# START OF INPUT RECORDS
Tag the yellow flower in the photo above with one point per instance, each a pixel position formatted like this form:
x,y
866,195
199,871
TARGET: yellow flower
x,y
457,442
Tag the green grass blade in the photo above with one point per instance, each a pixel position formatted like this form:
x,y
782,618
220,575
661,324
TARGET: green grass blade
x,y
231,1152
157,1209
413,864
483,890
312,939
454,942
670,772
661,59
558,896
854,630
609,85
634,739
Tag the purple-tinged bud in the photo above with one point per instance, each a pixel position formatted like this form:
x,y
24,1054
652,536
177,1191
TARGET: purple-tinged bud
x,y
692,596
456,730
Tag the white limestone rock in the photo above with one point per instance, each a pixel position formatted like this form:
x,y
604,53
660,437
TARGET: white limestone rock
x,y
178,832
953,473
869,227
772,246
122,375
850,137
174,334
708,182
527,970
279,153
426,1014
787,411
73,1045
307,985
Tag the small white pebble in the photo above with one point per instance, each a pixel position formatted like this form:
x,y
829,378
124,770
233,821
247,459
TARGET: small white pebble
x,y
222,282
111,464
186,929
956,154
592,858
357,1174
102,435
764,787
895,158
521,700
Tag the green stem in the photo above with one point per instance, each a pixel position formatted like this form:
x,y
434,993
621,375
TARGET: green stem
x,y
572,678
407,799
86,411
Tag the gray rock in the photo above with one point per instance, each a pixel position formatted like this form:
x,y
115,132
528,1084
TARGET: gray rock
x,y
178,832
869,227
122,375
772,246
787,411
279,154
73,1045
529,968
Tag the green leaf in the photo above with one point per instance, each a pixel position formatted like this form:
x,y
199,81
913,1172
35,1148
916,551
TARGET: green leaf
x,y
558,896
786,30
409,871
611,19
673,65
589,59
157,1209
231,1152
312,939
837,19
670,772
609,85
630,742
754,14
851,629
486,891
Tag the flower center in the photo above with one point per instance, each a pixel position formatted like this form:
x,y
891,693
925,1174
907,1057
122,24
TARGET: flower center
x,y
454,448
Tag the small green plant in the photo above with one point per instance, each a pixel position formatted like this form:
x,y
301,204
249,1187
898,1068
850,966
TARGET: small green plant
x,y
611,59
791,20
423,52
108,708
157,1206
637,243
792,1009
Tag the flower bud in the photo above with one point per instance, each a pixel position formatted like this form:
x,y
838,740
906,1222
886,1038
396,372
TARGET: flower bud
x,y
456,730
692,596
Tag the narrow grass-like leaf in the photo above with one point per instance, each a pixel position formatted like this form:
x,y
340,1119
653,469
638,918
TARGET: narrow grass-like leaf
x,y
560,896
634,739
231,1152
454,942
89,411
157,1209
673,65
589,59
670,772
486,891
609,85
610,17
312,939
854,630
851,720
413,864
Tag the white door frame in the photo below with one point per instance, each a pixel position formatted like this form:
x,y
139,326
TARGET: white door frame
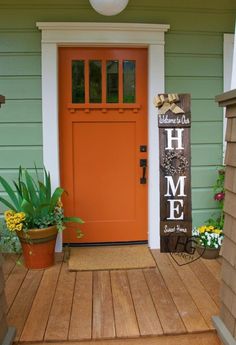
# END OF INPUT RECORDS
_REQUIRED WORK_. Count the lines in the items above that contain the string "blade", and give only the number.

_TASK RESPONSE_. 2